--- start ---

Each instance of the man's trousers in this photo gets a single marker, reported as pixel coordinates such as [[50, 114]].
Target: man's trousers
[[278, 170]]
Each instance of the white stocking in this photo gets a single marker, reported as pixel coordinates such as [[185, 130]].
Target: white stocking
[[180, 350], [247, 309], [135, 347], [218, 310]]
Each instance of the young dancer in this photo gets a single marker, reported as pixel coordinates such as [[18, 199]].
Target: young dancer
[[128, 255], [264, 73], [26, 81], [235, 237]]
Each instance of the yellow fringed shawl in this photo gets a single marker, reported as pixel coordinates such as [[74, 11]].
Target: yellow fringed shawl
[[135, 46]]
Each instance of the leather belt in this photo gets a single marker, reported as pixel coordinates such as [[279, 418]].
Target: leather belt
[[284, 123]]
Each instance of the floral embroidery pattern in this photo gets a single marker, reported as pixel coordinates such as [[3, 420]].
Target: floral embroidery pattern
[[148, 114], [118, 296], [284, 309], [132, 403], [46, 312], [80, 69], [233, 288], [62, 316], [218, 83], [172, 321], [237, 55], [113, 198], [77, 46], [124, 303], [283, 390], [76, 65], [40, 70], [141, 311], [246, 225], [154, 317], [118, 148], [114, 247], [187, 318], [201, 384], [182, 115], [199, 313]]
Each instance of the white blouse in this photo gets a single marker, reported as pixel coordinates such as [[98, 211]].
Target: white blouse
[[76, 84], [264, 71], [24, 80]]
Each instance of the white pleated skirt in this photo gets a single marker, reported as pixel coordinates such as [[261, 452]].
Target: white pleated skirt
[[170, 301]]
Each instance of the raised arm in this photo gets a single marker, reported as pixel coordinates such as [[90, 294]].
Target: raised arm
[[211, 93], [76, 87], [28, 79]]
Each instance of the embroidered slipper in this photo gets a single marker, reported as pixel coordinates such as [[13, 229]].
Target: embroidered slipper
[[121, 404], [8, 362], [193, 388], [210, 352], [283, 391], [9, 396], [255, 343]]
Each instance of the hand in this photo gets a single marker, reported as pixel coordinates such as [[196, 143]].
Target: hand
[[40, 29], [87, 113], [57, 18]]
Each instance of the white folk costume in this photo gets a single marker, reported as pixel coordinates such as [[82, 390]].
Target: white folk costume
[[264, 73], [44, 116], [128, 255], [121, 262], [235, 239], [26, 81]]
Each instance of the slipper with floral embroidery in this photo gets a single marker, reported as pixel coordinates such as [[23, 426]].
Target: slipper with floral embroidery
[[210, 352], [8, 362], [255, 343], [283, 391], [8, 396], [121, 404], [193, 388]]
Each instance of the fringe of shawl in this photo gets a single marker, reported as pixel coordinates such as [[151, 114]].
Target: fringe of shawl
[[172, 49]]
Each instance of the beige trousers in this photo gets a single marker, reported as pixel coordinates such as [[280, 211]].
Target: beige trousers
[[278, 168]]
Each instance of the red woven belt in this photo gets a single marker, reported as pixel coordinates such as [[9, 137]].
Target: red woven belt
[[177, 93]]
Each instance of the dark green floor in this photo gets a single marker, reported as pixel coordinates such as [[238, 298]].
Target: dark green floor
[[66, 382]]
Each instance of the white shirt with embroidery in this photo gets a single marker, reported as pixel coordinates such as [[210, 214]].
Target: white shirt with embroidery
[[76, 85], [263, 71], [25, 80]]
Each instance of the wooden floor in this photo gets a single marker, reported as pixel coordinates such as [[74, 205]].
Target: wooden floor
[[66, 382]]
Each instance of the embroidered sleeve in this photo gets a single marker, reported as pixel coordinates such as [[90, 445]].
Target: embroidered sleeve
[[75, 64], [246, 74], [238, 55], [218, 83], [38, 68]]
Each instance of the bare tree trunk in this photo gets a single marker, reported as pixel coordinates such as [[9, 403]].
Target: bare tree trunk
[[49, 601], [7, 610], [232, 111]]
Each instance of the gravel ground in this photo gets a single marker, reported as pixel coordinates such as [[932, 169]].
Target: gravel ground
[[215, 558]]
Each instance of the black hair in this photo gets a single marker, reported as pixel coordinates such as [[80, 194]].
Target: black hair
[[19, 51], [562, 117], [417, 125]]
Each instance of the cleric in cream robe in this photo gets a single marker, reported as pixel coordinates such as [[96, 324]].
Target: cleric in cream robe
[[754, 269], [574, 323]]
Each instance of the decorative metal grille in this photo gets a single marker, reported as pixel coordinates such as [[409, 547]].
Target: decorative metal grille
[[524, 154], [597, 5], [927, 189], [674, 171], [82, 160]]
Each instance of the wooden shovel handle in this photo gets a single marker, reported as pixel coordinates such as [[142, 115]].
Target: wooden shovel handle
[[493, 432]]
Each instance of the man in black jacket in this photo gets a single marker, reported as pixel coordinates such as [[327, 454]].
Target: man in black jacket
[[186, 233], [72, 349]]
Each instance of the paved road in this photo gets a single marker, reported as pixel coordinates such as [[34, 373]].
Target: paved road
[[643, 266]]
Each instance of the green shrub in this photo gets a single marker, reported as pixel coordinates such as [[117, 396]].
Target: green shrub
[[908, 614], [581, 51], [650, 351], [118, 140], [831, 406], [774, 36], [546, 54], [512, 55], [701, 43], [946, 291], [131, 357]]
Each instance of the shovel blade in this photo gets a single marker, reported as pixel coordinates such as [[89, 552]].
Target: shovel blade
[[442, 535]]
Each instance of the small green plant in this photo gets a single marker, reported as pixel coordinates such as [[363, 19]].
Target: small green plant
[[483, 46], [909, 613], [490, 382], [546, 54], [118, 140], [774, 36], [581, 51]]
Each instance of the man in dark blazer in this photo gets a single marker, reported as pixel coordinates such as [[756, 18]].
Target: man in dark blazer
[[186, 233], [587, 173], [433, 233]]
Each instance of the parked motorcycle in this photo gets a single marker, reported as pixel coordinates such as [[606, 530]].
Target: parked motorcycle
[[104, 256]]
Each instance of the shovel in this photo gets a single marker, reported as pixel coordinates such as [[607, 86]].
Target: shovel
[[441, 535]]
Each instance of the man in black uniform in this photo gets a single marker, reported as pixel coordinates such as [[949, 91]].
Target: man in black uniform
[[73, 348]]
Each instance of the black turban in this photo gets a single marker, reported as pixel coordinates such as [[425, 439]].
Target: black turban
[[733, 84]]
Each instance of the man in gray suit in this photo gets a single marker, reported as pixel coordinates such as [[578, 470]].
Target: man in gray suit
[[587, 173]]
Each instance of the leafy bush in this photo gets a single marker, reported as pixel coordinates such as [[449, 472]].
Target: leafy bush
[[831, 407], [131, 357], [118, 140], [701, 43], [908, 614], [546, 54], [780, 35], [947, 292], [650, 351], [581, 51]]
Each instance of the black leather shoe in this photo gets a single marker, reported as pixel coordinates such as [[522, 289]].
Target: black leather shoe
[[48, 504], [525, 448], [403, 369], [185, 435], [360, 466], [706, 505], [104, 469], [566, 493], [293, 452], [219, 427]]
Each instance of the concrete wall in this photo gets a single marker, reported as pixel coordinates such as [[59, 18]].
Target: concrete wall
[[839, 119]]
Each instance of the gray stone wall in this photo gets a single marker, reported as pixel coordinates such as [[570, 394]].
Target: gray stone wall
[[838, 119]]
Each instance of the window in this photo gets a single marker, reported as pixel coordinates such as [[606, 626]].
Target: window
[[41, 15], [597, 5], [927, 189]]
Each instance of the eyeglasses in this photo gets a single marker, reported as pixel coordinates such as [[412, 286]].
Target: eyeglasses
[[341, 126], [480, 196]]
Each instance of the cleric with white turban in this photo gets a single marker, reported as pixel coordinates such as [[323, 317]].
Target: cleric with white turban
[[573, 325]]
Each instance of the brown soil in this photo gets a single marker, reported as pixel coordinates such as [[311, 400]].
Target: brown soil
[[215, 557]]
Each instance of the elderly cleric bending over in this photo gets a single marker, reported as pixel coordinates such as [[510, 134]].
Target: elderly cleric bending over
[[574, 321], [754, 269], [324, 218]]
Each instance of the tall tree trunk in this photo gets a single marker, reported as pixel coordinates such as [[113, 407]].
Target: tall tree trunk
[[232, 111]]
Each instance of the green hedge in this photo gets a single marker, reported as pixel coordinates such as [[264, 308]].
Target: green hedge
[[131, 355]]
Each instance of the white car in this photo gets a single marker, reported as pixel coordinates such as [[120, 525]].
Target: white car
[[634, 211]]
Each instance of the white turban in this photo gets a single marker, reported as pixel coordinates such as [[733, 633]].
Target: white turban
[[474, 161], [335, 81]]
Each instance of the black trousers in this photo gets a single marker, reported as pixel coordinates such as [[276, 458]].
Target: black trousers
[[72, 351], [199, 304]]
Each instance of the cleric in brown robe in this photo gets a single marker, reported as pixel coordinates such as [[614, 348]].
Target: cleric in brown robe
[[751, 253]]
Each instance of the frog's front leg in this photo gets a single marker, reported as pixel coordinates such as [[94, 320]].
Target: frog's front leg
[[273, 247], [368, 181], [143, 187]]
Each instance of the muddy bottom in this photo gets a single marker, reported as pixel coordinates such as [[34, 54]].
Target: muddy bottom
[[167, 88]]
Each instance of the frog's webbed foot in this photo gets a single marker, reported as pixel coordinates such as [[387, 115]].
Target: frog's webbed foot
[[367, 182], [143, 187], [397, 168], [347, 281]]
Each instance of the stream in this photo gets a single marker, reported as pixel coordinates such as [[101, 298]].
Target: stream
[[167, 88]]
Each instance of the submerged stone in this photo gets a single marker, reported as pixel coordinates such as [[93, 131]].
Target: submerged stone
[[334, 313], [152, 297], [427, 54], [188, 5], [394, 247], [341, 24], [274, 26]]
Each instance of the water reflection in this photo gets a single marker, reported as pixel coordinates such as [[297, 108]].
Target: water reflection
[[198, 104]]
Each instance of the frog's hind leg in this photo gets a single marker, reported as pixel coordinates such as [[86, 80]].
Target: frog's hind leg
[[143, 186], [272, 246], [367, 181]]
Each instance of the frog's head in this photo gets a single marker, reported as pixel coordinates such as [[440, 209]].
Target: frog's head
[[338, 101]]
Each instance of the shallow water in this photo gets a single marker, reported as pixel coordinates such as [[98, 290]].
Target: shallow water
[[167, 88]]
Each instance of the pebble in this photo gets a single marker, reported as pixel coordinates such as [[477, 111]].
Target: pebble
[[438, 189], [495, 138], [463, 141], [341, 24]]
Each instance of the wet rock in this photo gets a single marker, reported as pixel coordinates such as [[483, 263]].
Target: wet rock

--- end ---

Replace "marker" with "dot" everywhere in the lines from the one containing "Each instance of the window" down to the one containing "[[215, 557]]", and write out only those lines with everything else unchanged.

Each instance of the window in this photo gets a single dot, reported as pixel coordinates such as [[606, 626]].
Target: window
[[41, 15], [597, 5], [927, 189]]
Each instance of the eyeglasses in this photo gets a single dot, reported as pixel coordinates such as [[412, 286]].
Target: eyeglasses
[[341, 126], [480, 196]]
Each instance of the cleric with white turban in this photo gets a single dot, reported as pixel coordinates such as [[323, 317]].
Target: cleric with white turban
[[573, 325]]
Each instance of the brown soil in this photo gets a single dot, reported as pixel coordinates such as [[311, 400]].
Target: brown soil
[[215, 557]]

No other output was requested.